§ **Exercise goal**
Rewrite everything from the line containing "on the driver's" down to the end of the records below, requests included. Multiply each point coordinate in the answers by 1.95 and round to whole numbers, with halves rounded up, leaving the numbers in the requests unchanged.

--- start Record set ---

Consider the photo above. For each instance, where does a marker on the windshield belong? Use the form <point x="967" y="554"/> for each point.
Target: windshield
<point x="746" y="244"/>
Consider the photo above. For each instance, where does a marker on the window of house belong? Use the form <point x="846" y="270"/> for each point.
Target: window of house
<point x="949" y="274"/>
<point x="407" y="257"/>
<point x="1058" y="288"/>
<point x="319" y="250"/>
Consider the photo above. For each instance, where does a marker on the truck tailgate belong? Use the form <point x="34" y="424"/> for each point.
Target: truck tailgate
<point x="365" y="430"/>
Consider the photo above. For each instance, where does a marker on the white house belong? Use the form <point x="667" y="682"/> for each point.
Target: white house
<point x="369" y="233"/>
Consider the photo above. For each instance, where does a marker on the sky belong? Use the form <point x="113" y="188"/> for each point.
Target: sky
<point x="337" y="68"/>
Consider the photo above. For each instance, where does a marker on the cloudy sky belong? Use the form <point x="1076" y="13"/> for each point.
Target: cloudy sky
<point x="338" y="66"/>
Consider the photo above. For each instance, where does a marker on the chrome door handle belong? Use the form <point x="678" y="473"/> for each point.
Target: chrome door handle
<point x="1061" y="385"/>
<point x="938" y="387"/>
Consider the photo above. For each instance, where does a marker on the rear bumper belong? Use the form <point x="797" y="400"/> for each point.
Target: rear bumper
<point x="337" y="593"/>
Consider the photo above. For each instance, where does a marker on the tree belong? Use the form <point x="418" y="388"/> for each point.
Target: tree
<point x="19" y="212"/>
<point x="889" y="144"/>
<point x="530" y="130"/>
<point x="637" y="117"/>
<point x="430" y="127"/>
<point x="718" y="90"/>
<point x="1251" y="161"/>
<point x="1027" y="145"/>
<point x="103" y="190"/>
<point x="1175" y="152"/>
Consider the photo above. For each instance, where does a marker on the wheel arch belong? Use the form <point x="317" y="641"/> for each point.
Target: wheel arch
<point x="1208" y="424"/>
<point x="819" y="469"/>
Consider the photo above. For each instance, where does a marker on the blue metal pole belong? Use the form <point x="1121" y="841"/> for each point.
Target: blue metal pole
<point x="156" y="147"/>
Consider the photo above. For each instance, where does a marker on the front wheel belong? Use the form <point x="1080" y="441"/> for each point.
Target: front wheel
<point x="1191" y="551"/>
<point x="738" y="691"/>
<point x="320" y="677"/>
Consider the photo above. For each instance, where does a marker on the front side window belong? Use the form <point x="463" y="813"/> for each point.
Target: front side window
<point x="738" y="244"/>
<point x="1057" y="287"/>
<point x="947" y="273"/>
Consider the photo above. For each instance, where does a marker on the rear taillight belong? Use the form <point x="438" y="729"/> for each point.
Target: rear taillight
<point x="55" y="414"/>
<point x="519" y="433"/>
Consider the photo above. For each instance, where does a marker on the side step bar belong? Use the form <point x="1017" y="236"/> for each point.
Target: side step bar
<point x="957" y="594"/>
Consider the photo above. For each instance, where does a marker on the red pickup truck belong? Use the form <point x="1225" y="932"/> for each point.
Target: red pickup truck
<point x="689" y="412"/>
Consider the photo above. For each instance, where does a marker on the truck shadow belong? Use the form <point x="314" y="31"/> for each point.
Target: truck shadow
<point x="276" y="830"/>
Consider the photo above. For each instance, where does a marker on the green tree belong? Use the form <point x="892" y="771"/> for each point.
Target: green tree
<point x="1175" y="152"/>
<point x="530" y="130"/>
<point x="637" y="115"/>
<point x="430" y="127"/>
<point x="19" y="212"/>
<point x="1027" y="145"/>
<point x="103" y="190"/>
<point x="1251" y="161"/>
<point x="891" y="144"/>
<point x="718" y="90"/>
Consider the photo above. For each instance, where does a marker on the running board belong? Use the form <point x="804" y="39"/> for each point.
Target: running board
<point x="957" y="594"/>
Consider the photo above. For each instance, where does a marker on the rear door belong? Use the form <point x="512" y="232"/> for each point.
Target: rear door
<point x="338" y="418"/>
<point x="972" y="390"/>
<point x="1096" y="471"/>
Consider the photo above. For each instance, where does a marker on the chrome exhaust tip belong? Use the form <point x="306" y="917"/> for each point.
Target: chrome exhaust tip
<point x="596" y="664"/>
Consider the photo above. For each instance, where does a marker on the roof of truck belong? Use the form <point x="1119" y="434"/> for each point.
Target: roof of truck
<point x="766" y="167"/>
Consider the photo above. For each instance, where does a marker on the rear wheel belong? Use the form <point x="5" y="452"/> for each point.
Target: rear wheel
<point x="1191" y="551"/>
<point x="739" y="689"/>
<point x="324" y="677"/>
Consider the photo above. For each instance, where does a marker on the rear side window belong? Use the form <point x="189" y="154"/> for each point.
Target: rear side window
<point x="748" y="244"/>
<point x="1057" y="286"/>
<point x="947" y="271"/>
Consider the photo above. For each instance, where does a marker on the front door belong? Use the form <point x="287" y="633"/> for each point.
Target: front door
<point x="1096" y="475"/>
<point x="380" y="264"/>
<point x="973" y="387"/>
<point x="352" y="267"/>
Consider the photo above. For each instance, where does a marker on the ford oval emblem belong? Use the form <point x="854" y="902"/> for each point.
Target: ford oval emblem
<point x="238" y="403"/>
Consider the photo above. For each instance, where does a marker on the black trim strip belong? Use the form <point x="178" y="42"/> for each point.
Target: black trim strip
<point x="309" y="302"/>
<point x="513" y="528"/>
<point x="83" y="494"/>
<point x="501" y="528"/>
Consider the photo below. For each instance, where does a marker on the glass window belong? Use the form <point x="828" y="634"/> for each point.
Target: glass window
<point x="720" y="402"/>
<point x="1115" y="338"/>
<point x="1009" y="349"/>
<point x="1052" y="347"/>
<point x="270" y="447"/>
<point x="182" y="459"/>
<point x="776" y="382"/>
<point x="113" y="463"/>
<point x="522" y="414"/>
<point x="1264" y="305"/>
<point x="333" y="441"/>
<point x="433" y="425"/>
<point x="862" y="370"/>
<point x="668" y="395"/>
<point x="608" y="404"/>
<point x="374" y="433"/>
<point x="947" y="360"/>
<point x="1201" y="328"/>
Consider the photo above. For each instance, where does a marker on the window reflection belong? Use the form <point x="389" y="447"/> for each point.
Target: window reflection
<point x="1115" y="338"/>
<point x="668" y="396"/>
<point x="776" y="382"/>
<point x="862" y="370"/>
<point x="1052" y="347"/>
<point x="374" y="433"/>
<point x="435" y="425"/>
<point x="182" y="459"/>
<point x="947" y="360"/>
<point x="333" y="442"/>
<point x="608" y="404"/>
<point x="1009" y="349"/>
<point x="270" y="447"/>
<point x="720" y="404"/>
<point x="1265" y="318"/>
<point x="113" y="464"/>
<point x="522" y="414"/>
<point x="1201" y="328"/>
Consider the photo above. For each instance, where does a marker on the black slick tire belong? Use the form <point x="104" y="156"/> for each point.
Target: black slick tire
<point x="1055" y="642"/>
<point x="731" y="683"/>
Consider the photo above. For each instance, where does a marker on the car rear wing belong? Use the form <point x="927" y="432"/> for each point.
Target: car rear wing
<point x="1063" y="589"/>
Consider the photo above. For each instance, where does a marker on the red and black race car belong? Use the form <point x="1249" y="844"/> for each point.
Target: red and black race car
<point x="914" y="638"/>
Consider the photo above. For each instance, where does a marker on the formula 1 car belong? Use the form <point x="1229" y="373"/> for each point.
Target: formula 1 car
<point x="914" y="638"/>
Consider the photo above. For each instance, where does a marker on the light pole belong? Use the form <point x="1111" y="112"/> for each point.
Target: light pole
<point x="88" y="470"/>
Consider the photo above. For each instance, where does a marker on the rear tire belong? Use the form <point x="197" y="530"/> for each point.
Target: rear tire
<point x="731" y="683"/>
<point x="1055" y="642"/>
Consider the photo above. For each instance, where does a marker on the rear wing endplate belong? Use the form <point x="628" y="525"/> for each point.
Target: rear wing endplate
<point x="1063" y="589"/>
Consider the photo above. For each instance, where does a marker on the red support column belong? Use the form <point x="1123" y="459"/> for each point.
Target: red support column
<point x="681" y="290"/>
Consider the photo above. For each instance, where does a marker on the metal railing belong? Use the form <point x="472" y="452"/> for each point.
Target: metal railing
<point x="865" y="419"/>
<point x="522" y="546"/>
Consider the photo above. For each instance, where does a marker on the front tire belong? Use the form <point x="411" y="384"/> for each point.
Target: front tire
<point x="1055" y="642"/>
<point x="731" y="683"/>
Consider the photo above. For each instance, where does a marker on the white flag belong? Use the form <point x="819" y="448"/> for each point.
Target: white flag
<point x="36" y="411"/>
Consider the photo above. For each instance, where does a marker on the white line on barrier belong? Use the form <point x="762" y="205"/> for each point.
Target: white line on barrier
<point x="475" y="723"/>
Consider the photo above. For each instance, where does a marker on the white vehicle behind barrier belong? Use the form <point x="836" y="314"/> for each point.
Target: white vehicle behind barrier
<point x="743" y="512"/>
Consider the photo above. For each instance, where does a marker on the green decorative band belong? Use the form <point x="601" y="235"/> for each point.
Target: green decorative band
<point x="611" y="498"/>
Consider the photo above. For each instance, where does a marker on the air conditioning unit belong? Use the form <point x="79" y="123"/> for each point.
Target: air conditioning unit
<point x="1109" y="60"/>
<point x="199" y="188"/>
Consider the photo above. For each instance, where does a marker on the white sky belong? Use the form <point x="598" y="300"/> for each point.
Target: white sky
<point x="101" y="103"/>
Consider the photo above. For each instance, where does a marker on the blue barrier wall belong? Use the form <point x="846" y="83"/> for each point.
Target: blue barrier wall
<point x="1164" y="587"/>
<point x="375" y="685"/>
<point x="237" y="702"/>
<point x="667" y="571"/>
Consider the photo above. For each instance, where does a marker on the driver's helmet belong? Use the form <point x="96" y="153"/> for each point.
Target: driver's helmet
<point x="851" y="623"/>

--- end Record set ---

§ **Solution to this problem**
Consider the photo above. For each instance, where does a marker on the driver's helmet belong? Use the form <point x="96" y="153"/> for each point.
Target: driver's helmet
<point x="1659" y="1215"/>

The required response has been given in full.